** START **

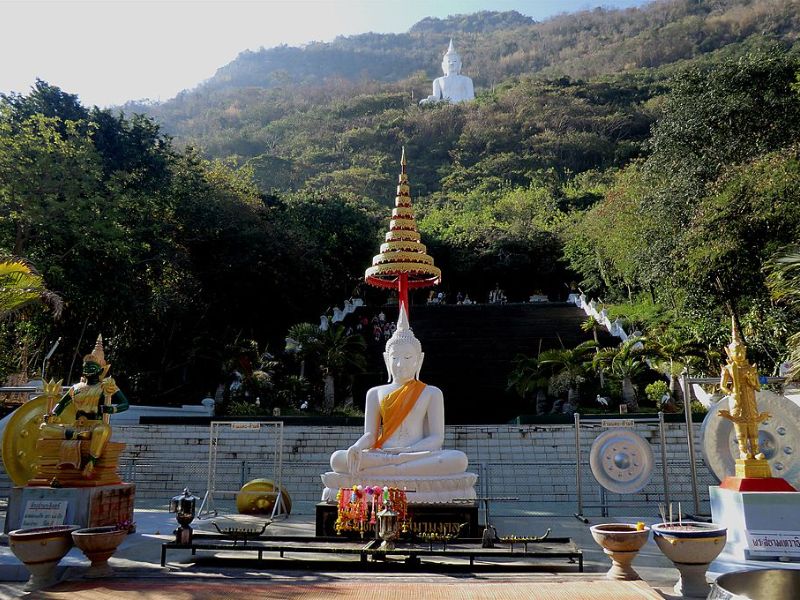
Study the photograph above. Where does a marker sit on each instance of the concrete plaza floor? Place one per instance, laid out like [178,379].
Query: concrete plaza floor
[137,562]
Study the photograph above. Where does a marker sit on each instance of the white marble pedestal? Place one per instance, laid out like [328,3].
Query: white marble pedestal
[420,489]
[761,525]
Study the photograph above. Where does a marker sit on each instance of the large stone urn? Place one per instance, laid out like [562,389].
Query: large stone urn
[691,546]
[98,544]
[40,549]
[621,542]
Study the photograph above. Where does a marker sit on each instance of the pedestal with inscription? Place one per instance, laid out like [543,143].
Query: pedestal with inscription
[761,525]
[87,507]
[457,519]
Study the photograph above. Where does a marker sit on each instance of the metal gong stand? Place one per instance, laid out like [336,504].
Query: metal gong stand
[621,461]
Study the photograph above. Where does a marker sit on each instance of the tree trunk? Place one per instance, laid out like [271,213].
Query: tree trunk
[572,402]
[675,388]
[541,401]
[329,393]
[629,395]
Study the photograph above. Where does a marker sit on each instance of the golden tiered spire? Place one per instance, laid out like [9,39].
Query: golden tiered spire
[403,262]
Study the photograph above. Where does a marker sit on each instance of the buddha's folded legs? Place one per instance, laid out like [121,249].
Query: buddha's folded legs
[436,462]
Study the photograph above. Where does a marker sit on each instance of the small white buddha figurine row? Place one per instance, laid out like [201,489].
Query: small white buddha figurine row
[453,87]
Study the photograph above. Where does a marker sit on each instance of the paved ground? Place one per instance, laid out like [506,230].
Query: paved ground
[138,573]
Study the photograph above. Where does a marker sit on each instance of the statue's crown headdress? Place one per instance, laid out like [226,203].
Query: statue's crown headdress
[403,334]
[98,354]
[736,335]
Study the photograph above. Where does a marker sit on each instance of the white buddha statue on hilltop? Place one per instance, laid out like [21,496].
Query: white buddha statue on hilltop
[403,435]
[453,87]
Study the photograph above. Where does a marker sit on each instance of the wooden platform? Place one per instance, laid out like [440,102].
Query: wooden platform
[547,550]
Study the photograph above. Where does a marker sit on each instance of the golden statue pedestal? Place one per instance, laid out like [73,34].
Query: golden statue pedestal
[754,475]
[752,467]
[51,473]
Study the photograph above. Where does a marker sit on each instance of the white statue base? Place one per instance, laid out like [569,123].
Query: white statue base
[761,525]
[432,489]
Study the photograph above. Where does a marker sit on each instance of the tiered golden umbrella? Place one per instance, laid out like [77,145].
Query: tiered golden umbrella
[403,262]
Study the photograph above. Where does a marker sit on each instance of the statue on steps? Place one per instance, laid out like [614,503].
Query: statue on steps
[453,87]
[403,434]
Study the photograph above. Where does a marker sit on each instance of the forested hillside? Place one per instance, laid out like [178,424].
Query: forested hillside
[649,156]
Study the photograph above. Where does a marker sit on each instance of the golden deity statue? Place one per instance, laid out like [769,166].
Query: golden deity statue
[60,440]
[740,381]
[94,398]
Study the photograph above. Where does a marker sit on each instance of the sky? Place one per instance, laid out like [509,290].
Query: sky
[111,51]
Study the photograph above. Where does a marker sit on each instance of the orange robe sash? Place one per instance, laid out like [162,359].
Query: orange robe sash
[395,407]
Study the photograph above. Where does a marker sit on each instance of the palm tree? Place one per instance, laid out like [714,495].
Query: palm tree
[570,365]
[783,280]
[625,362]
[21,285]
[340,354]
[300,341]
[530,376]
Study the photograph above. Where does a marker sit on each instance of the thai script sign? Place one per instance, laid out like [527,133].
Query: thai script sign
[774,543]
[44,513]
[627,423]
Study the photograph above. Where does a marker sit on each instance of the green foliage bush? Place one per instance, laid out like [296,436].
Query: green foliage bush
[655,391]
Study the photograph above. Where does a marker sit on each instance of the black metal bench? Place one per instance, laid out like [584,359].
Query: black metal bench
[550,548]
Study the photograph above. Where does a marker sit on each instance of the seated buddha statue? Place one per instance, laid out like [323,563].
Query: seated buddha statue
[453,87]
[403,432]
[93,397]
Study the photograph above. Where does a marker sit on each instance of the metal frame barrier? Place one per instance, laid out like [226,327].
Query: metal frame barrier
[276,428]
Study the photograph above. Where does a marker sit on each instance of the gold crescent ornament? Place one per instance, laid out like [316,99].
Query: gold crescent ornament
[20,455]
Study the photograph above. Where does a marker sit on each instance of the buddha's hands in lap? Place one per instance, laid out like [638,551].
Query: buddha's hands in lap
[354,459]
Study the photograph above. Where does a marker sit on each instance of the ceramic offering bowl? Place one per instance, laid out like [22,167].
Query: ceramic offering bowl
[691,546]
[98,544]
[40,549]
[621,541]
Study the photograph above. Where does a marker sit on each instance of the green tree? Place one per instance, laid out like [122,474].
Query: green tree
[570,366]
[21,285]
[626,363]
[528,376]
[783,280]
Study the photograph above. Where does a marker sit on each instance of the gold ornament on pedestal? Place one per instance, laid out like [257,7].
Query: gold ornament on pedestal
[740,381]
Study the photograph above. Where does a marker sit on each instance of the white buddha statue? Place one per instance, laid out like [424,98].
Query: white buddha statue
[403,434]
[453,87]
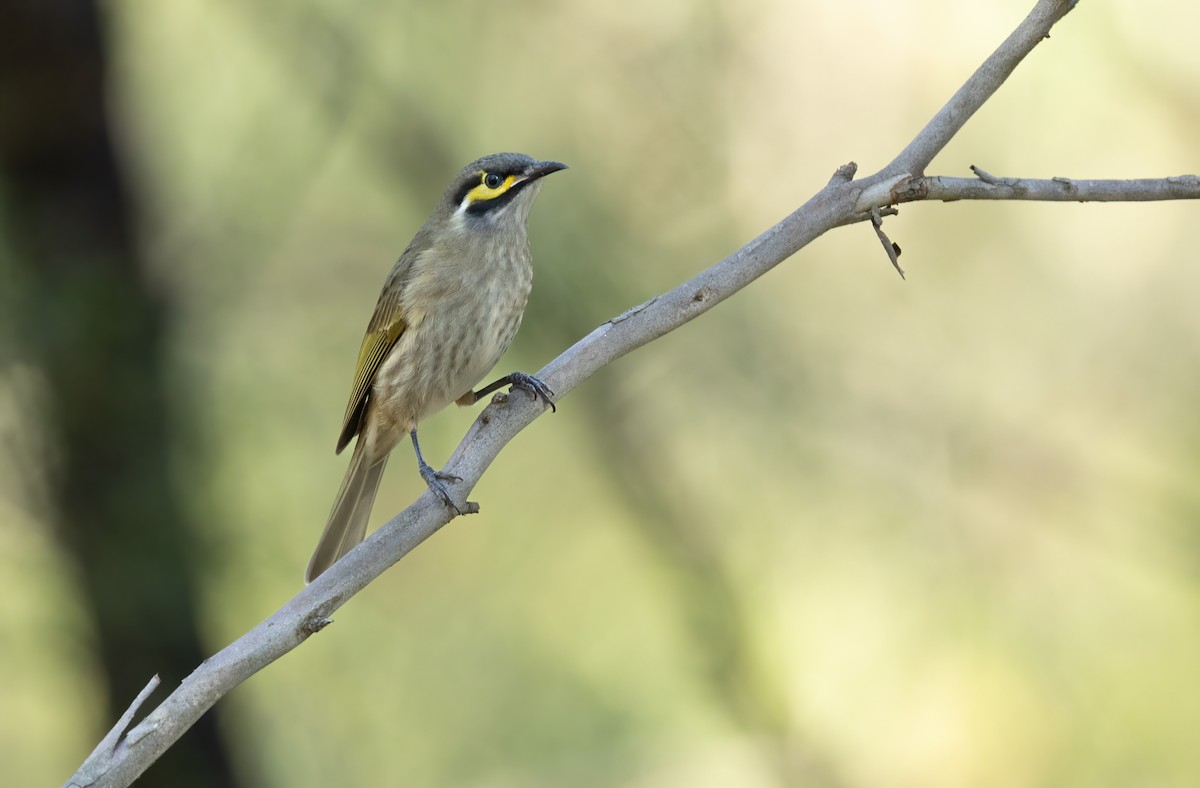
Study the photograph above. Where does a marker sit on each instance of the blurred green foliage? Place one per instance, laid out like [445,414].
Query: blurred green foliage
[845,530]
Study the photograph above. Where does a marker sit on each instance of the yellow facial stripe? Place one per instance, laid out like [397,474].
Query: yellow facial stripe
[483,192]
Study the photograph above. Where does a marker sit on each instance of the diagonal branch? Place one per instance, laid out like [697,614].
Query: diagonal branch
[844,200]
[979,88]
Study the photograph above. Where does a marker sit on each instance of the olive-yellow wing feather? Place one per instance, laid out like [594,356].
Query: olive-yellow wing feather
[387,326]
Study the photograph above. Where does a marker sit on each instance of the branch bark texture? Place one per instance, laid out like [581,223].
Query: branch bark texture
[844,200]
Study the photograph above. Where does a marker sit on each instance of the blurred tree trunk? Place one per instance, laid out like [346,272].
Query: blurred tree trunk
[96,329]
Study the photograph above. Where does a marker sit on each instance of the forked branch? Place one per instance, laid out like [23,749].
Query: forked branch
[844,200]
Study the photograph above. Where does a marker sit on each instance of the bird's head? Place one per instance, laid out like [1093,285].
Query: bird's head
[497,190]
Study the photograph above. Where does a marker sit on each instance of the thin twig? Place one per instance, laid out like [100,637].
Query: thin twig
[1054,190]
[891,247]
[107,746]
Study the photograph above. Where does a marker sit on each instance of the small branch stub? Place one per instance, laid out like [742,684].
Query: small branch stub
[889,246]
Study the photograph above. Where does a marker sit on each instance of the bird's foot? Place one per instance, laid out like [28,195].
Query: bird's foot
[436,479]
[535,388]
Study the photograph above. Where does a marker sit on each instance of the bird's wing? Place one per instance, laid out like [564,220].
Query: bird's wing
[387,326]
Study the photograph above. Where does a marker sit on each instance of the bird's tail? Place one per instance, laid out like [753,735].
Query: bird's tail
[348,521]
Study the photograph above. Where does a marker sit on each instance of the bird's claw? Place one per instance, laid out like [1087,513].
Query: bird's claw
[435,479]
[535,388]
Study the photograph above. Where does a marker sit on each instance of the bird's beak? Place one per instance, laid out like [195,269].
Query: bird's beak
[541,169]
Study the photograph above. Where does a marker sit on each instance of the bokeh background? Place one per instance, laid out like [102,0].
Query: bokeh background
[844,530]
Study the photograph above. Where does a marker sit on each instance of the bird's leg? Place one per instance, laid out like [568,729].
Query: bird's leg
[435,477]
[517,380]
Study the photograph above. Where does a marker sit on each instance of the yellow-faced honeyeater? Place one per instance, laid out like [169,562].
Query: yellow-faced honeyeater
[448,311]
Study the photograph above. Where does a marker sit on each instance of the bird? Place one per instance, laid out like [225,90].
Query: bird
[447,313]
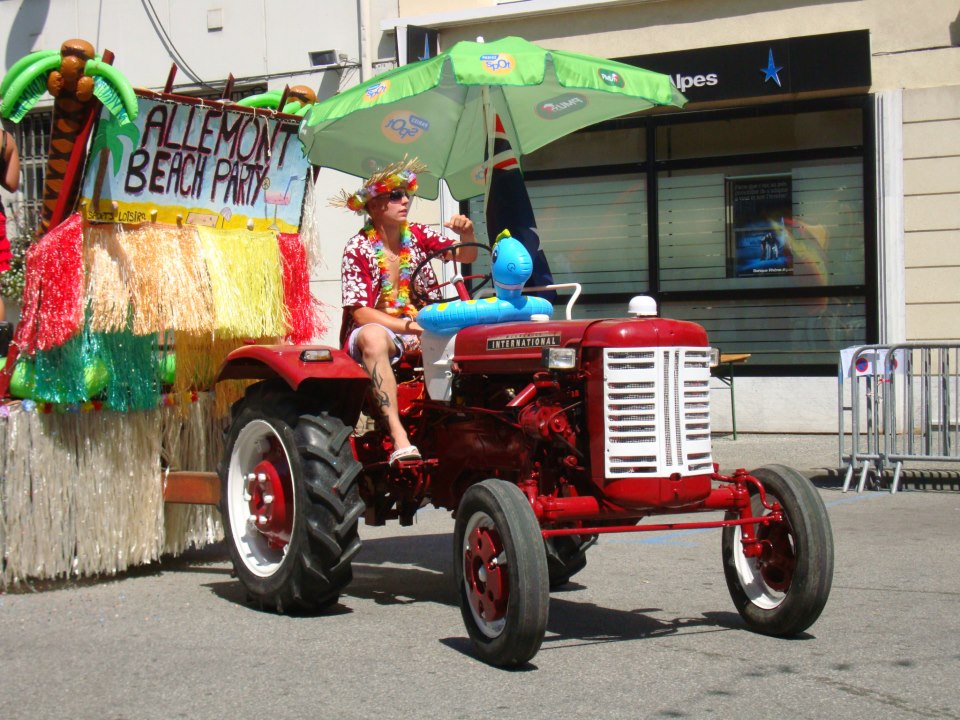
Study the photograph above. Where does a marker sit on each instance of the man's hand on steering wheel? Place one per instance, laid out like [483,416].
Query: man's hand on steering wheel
[424,298]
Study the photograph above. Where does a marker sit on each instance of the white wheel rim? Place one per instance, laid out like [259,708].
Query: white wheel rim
[751,580]
[252,443]
[491,629]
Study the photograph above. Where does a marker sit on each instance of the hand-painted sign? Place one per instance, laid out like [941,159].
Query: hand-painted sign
[200,164]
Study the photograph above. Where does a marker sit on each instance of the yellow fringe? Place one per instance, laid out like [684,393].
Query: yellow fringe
[247,282]
[199,358]
[107,292]
[156,270]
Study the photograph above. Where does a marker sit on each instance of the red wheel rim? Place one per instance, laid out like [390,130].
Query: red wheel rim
[270,492]
[487,582]
[778,559]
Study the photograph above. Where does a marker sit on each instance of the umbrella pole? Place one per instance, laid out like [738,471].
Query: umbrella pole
[489,126]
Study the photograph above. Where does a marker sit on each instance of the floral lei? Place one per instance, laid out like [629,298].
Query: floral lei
[398,299]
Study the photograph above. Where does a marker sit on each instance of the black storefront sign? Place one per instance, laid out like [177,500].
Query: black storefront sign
[814,63]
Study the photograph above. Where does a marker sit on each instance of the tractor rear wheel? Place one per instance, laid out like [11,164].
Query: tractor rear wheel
[290,502]
[782,591]
[500,569]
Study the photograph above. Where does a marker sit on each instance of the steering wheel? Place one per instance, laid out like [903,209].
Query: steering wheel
[457,282]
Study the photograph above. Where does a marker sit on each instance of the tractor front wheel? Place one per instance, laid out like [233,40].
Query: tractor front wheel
[500,569]
[782,590]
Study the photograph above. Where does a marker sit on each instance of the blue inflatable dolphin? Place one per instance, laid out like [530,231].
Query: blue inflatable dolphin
[511,268]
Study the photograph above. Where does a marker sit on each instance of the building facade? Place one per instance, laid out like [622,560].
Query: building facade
[806,199]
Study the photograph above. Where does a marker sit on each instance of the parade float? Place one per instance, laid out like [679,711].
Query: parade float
[171,234]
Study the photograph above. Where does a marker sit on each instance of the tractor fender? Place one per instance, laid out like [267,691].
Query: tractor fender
[324,379]
[293,363]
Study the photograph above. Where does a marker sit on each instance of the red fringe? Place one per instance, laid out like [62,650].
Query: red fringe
[52,309]
[303,320]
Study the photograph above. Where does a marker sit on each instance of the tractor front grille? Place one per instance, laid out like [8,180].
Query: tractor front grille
[657,411]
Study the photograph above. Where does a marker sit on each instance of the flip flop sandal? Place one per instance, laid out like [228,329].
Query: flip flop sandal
[408,453]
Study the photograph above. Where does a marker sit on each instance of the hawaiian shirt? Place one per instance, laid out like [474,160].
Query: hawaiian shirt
[360,272]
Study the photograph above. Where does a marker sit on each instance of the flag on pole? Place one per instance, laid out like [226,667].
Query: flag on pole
[509,208]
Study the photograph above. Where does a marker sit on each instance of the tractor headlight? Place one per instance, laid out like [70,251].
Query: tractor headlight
[559,358]
[316,355]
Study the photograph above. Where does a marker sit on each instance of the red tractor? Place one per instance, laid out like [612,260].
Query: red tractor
[539,436]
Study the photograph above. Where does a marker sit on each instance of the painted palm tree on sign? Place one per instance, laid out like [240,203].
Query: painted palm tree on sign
[78,79]
[107,143]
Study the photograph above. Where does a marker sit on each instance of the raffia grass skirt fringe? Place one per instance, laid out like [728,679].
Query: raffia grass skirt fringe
[81,494]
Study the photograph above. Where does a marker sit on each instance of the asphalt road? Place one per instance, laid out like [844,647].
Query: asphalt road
[647,630]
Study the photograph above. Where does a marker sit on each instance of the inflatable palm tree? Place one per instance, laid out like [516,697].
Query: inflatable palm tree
[79,80]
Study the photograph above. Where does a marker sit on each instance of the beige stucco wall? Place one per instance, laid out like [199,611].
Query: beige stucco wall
[931,160]
[911,42]
[914,47]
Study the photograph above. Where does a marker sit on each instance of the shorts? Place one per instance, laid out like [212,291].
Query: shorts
[403,343]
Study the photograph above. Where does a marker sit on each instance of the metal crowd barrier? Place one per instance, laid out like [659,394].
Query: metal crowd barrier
[897,404]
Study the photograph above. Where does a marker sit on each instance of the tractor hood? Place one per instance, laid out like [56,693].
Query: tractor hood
[517,347]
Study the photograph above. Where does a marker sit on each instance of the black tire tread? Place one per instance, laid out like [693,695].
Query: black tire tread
[332,510]
[813,575]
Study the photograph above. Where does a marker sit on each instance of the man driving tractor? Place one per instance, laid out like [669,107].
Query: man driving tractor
[379,312]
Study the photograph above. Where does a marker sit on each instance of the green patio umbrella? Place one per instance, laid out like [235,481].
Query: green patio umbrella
[442,109]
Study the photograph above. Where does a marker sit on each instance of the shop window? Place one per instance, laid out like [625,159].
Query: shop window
[751,227]
[792,332]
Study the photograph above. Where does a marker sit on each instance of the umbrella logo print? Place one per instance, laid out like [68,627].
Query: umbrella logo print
[403,126]
[561,105]
[375,91]
[498,63]
[611,77]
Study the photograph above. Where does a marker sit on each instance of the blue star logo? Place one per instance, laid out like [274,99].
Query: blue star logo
[770,72]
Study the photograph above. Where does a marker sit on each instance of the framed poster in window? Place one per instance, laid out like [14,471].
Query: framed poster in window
[759,209]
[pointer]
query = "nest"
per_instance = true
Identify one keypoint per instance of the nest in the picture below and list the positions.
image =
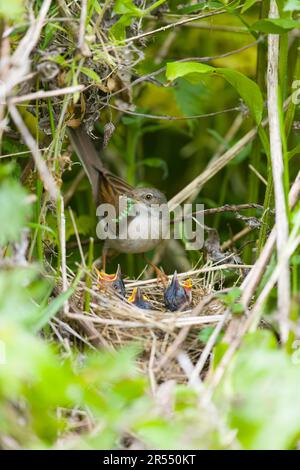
(113, 322)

** END **

Extract only the lines from the line containing "out like [212,291]." through the final line of the records; keep both ends and drop every picture.

> **The completed task**
Study the photograph above. Where does a marker sit on each instance of the shorts? Place one per instance, laid out like [212,291].
Query: shorts
[403,343]
Study the photograph above. Where does a marker sit on each instance of the metal crowd barrier? Place one per instance, laid out like [659,394].
Query: metal crowd barrier
[897,404]
Study the photograph above. Where does a marker sit on each instance of the tractor hood? Place one per instance, laid out like [56,693].
Query: tractor hood
[517,347]
Study the photograph above. Where does a marker sit on each instance of the black tire tread? Place one per instance, laid out like [693,695].
Query: black tire tread
[332,510]
[813,575]
Study the photograph above. Where does a marker sit on each instance of the man driving tractor? Place one per instance, laid out like [669,107].
Query: man driving tractor
[379,312]
Study the photograph above. Where does a marker sit on each instance of the green patio umbrella? Place one per instance, laid out like [235,481].
Query: green patio umbrella
[442,109]
Study the photograph above. Where does a marker sit on each instance of the shop window? Place one per instance, laid out like [625,159].
Query: shop window
[751,227]
[792,332]
Study the photograph above. Where does a marker sit on each instance of the umbrella logo print? Place one per instance, laid out like [68,627].
Query: umbrella logo print
[403,126]
[561,105]
[375,91]
[498,63]
[611,77]
Study the photograph above. Where does a marker sit on each instance of the blue star logo? Place one per instance, laid out like [274,99].
Query: blue star logo
[770,72]
Study the photograph above. Where does a marker sit on each instance of the framed poster in window? Place one per instance, laid out like [14,471].
Query: framed poster in window
[759,209]
[pointer]
query = "nest"
per_instance = true
Identify one keypoint per instance of the nest in the picture below and list the positions.
image =
(113, 322)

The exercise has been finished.